**Selected excerpt**
= Industrial sociology =

Branch of the discipline of sociology

Industrial sociology, until recently a crucial research area within the field of sociology of work, examines
"the direction and implications of trends in technological change, globalization, labour markets, work organization, managerial practices and employment relations" to "the extent to which these trends are intimately related to changing patterns of inequality in modern societies and to the changing experiences of individuals and families", and " the ways in which workers challenge, resist and make their own contributions to the patterning of work and shaping of work institutions".

== Labour process theory ==
One branch of industrial sociology is labour process theory (LPT). In 1974, Harry Braverman wrote Labor and Monopoly Capital, which provided a critical analysis of scientific management. This book analysed capitalist productive relations from a Marxist perspective. Following Marx, Braverman argued that work within capitalist organizations was exploitative and alienating, and therefore workers had to be coerced into servitude. For Braverman the pursuit of capitalist interests over time ultimately leads to deskilling and routinization of the worker. The Taylorist work design is the ultimate embodiment of this tendency.

Braverman demonstrated several mechanisms of control in both the factory blue-collar and clerical white-collar labour force.
His key contribution is his "deskilling" thesis. Braverman argued that capitalist owners and managers were incessantly driven to deskill the labour force to lower production costs and ensure higher productivity. Deskilled labour is cheap and above all easy to control due to the workers' lack of direct engagement in the production process. In turn work becomes intellectually or emotionally unfulfilling; the lack of capitalist reliance on human skill reduces the need of employers to reward workers in anything but a minimal economic way.

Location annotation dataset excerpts
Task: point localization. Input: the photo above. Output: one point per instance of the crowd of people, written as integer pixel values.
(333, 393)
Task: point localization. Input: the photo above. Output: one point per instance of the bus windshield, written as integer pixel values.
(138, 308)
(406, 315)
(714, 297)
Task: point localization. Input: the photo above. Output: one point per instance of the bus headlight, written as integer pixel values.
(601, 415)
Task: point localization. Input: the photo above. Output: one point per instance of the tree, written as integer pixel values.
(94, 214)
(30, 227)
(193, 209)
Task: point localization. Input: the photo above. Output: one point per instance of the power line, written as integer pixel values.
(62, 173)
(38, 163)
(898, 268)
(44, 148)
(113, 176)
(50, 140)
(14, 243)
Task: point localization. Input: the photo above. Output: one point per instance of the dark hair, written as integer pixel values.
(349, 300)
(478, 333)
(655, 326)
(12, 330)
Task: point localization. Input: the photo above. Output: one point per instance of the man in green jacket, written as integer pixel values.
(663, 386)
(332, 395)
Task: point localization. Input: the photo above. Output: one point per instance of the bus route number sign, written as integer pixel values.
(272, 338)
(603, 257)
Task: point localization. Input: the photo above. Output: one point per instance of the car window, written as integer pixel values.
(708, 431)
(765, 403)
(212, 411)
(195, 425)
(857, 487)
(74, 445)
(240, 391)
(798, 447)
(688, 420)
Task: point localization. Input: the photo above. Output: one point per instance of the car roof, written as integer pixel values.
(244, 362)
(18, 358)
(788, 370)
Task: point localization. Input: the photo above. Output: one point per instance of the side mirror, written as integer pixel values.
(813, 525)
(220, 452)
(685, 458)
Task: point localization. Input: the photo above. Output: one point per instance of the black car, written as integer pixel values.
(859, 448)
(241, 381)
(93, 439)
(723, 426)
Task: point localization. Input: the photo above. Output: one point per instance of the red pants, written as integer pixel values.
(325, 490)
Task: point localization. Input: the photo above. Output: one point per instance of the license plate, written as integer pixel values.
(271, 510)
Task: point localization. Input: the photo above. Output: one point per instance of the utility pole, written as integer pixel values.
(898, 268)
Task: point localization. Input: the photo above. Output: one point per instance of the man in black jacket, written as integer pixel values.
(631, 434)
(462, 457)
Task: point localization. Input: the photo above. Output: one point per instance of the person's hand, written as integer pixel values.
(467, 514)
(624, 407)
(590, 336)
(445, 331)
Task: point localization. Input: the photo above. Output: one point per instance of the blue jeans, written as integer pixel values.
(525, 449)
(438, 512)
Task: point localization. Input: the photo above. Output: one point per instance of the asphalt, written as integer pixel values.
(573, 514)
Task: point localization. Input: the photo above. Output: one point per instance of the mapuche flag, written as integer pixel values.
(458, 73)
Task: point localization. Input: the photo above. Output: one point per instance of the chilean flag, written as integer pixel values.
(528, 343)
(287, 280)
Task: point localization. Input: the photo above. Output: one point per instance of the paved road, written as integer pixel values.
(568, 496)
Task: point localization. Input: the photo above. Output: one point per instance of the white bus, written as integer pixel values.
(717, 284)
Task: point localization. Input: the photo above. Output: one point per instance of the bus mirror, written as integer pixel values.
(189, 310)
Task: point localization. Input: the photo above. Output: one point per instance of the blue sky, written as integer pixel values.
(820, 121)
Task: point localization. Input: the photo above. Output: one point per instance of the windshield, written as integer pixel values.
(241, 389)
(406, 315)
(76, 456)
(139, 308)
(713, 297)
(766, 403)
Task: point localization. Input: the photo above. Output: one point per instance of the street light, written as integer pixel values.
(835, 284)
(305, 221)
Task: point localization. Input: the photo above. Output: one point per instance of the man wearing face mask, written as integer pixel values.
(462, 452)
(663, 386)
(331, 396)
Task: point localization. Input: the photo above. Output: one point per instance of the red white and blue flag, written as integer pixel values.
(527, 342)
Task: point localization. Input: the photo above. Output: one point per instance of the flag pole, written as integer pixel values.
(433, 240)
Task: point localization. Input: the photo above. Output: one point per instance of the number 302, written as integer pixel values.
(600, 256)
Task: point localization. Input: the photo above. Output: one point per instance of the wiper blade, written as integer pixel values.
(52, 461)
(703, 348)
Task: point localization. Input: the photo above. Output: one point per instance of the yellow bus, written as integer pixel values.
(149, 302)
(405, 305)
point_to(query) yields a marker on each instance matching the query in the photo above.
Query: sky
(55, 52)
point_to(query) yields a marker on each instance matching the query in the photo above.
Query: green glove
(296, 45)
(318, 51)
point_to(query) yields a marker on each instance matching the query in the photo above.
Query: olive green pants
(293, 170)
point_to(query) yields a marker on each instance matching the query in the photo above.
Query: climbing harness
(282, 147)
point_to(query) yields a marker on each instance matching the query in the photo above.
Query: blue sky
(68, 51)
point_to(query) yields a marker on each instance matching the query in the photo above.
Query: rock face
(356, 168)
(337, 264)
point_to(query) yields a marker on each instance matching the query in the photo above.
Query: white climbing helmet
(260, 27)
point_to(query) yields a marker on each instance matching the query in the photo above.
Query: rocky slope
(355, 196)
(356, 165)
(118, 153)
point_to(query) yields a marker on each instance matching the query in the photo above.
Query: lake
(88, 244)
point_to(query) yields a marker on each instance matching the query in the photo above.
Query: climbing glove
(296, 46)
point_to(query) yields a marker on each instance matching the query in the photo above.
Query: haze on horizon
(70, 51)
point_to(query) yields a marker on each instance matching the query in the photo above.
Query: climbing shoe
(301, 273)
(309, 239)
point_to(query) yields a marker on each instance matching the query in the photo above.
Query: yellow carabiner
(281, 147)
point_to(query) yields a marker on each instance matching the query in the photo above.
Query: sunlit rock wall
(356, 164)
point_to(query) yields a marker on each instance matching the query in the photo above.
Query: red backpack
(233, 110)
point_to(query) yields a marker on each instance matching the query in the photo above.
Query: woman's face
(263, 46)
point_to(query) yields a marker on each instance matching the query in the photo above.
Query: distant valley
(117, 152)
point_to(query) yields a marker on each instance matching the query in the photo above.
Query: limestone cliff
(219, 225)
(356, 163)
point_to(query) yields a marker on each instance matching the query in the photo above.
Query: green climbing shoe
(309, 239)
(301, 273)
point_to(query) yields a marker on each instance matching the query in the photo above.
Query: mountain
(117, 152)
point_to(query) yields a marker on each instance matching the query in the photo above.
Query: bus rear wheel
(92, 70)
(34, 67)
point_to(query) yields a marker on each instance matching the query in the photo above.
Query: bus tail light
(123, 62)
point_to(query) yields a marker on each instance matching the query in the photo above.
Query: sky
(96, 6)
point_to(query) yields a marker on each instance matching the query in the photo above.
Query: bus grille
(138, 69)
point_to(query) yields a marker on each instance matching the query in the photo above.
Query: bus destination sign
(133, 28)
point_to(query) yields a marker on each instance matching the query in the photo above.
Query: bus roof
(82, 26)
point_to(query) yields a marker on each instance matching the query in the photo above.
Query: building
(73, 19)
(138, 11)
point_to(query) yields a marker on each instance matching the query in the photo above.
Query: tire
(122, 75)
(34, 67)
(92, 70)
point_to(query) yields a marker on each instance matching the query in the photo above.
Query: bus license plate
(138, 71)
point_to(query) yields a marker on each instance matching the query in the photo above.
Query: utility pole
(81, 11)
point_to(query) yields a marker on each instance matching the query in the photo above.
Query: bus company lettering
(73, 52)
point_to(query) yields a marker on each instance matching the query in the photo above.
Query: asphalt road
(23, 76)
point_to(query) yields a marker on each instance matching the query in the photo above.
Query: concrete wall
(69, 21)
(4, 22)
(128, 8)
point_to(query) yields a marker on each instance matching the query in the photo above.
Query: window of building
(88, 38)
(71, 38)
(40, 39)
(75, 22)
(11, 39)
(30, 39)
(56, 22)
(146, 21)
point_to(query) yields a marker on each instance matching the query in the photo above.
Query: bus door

**Task list**
- 1) Print the passage from the industrial sociology text that opens with the words containing "His key contribution" and closes with "minimal economic way.".
- 2) According to the industrial sociology text, what book did Harry Braverman write in 1974?
The material is separate from the industrial sociology text.

**The results**
- 1)
His key contribution is his "deskilling" thesis. Braverman argued that capitalist owners and managers were incessantly driven to deskill the labour force to lower production costs and ensure higher productivity. Deskilled labour is cheap and above all easy to control due to the workers' lack of direct engagement in the production process. In turn work becomes intellectually or emotionally unfulfilling; the lack of capitalist reliance on human skill reduces the need of employers to reward workers in anything but a minimal economic way.

- 2) Labor and Monopoly Capital